JOB
Please convert the stretch of the material below, from the line that contains "pixel 362 0." through the line that contains "pixel 24 122", into a JSON list of strings, one string per line with blank lines left out. Include both end lines and nothing outside that stretch.

>> Start RECORDS FOR THIS TASK

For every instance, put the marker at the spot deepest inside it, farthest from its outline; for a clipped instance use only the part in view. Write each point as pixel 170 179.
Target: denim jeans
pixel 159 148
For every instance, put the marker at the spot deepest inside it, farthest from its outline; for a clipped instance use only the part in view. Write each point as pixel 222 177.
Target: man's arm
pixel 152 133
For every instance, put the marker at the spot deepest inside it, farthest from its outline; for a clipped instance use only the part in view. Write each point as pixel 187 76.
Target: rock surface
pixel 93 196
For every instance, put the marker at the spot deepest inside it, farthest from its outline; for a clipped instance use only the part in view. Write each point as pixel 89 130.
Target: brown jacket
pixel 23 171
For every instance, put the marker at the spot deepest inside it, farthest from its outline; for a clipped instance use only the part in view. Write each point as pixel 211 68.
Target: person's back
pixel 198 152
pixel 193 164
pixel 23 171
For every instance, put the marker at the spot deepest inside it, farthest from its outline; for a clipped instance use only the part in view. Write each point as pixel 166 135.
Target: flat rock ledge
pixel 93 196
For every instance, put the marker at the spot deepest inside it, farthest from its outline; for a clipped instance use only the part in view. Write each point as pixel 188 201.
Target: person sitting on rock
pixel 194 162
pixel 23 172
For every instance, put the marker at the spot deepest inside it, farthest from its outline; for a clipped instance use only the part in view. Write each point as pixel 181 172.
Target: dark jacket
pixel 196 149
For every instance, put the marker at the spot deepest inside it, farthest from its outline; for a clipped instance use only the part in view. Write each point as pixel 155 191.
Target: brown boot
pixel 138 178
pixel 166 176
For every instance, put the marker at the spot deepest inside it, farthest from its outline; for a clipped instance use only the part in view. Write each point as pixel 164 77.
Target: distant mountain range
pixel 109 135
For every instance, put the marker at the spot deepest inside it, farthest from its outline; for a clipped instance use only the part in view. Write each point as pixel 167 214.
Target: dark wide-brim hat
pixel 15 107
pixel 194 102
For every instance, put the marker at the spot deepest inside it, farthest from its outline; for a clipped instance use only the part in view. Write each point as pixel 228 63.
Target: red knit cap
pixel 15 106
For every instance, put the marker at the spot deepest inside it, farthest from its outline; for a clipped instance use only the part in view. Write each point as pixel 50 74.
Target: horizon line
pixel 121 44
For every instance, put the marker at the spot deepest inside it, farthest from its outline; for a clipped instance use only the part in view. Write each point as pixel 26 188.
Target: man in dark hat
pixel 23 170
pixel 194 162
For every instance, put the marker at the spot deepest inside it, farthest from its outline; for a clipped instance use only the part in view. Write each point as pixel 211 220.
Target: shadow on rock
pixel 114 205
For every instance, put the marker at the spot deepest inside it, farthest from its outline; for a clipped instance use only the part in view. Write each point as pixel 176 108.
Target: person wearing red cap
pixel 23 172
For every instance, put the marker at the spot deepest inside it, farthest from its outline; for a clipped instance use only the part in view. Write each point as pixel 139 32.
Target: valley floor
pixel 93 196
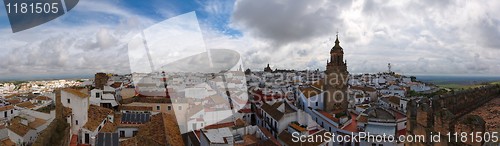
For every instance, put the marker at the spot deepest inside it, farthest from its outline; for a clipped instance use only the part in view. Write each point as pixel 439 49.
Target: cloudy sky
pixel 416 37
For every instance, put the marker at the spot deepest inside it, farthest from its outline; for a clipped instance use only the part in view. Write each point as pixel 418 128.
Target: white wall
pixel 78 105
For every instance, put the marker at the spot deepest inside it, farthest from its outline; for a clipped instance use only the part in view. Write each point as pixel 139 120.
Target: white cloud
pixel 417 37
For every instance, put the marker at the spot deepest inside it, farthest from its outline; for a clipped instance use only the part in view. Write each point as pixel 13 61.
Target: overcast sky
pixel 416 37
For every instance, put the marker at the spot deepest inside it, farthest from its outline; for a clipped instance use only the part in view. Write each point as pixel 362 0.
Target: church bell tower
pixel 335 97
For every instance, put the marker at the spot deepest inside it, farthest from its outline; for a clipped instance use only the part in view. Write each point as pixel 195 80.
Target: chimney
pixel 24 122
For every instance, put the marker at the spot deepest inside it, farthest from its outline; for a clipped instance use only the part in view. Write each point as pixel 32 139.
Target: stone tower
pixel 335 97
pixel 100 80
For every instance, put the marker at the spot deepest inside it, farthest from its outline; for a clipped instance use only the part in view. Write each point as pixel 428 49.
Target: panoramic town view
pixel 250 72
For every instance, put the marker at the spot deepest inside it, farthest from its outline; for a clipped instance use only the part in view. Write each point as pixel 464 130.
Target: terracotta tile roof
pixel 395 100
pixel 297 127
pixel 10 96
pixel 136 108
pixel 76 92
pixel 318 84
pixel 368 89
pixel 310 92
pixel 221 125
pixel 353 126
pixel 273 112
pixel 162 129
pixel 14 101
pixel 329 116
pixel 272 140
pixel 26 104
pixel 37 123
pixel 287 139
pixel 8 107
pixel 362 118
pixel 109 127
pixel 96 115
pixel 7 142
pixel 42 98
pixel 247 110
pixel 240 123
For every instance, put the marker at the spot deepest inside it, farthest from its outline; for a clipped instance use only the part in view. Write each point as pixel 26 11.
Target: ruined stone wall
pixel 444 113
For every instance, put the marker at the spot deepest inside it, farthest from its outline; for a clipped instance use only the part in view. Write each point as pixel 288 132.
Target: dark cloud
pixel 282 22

>> End RECORDS FOR THIS TASK

ANSWER BELOW
[
  "For every instance, put the marker at the spot deepest inside it, farthest from its outline; for a clipped instance use only the part in view. Write each point as pixel 362 0.",
  "Target: church bell tower",
  "pixel 335 97",
  "For every instance, put the marker at the spot deepest inside it, farthest from its outline; for a clipped instance use only the part in view. Write each point as pixel 195 80.",
  "Target: chimney",
  "pixel 24 122"
]